TEKS YANG DITAMPILKAN:

···

Oleh : Fauzan Hidayat
Latar Belakang
Bagi
pemerintah, reformasi birokrasi merupakan kesempatan emas (golder opportunity) untuk membenahi birokrasi. Dwiyanto (2015)
mengungkapkan salah satu alasan
kenapa reformasi birokrasi dikatakan sebagai kesempatan emas adalah keinginan
pemerintah untuk memperbaiki kompensasi/insentif untuk melakukan perubahan yang
mendasar yang berdampak pada berkurangnya resistensi internal yang selalu
muncul dalam reformasi birokrasi (Dwianto, 2015) .
Perubahan paradigma lama dalam pemberian insentif bagi pegawai negeri sipil kepada skema baru yaitu pay-for-performance merupakan reformasi birokrasi yang cukup signifikan dalam meningkatkan kinerja aparatur dan juga sebagai daya tarik bagi calon aparat yang berbakat (S.Frey, Homberg, & Osterloh, 2013) . Akan tetapi didalam menetapkan kompensasi, prinsip keadilan harus dijunjungtinggi dengan upaya menyesuaikannya dengan prestasi yang dicapai pegawai (Gaol, 2014) . Prinsip keadilan ini akan lebih efektif dapat dilaksanakan jika dalam penerapannya berbasis teknologi informasi (TI) yang sering disebut sebagai bagian dari pelaksanaan e-government. Terdapat beberapa perbedaaan mendasar prinsp e-government dengan beberapa jenis birokrasi dalam beberapa unsur, salah satunya adalah insentif dimana dalam birokrasi e-government menggunakan sistem konsekuen berbasis teknologi. (Purbokusumo, Tehnologi Informasi untuk Sektor Publik, 2019)

···

KUMPULAN DATA:

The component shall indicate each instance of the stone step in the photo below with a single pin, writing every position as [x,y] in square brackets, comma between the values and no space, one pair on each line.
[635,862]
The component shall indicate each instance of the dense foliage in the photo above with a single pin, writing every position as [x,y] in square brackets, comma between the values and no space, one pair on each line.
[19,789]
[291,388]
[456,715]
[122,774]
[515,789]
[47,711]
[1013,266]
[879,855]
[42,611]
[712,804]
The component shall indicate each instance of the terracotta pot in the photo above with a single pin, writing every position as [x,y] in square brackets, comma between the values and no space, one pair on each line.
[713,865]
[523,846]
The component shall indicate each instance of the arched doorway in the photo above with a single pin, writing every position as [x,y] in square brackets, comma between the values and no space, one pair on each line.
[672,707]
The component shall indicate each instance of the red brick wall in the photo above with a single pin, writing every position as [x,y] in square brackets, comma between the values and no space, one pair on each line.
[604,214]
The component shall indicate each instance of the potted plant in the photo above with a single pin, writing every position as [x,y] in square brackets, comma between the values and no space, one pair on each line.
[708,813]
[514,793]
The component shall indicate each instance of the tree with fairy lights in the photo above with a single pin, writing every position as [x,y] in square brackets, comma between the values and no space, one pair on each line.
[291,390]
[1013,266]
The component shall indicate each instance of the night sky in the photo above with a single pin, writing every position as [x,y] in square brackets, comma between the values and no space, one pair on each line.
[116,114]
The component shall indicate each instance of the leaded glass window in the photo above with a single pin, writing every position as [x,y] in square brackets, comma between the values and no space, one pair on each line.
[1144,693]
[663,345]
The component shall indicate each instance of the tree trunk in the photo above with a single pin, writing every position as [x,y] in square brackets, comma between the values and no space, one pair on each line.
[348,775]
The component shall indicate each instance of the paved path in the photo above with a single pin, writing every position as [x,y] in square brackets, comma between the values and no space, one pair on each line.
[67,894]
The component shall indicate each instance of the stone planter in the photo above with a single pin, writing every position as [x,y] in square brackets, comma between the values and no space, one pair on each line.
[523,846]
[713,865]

···

TUGAS YANG DIBERIKAN 1:
Terjemahkan kalimat berikut dari teks tentang reformasi birokrasi ke dalam bahasa Inggris: "Prinsip keadilan ini akan lebih efektif dapat dilaksanakan jika dalam penerapannya berbasis teknologi informasi (TI) yang sering disebut sebagai bagian dari pelaksanaan e-government."
TUGAS YANG DIBERIKAN 2:
Jawablah pertanyaan berikut berdasarkan teks tentang reformasi birokrasi.
(a) Apa nama skema baru pemberian insentif bagi pegawai negeri sipil?
(b) Prinsip apa yang harus dijunjung tinggi dalam menetapkan kompensasi?
(c) Sistem apa yang digunakan untuk insentif dalam birokrasi e-government?
TUGAS YANG DIBERIKAN 3:
Lanjutkan teks tentang reformasi birokrasi mulai dari titik terakhirnya.

JAWABAN 1:
This principle of fairness can be implemented more effectively if its application is based on information technology (IT), which is often referred to as part of the implementation of e-government.

JAWABAN 2:
(a) Pay-for-performance.
(b) Prinsip keadilan.
(c) Sistem konsekuen berbasis teknologi.

JAWABAN 3:
Ketentuan Peraturan Presiden Nomor 81 Tahun 2010 tentang Grand Deign Reformasi Birokrasi 2010-2025 merupakan acuan dan pedoman dalam pelaksanaan reformasi birokrasi di daerah. Pemerintah Aceh Singkil melakukan upaya perubahan dalalm reformasi birokrasi melalui program E-Kinerja dengan tujuan yaitu: peningkatan kinerja organisasi, kinerja ASN dan peningkatan kesejahteraan ASN secara profesional, layak, adil, transparan dan akuntabel (kinerja.acehsingkilkab.go.id, 2018) . Program ini mulai diterapkan di Aceh Singkil sejak terbitnya Peraturan Bupati Aceh Singkil Nomor 3 Tahun 2018 tentang Penerapan Program E-Kinerja di Lingkungan Pemerintah Kabupaten Aceh Singkil.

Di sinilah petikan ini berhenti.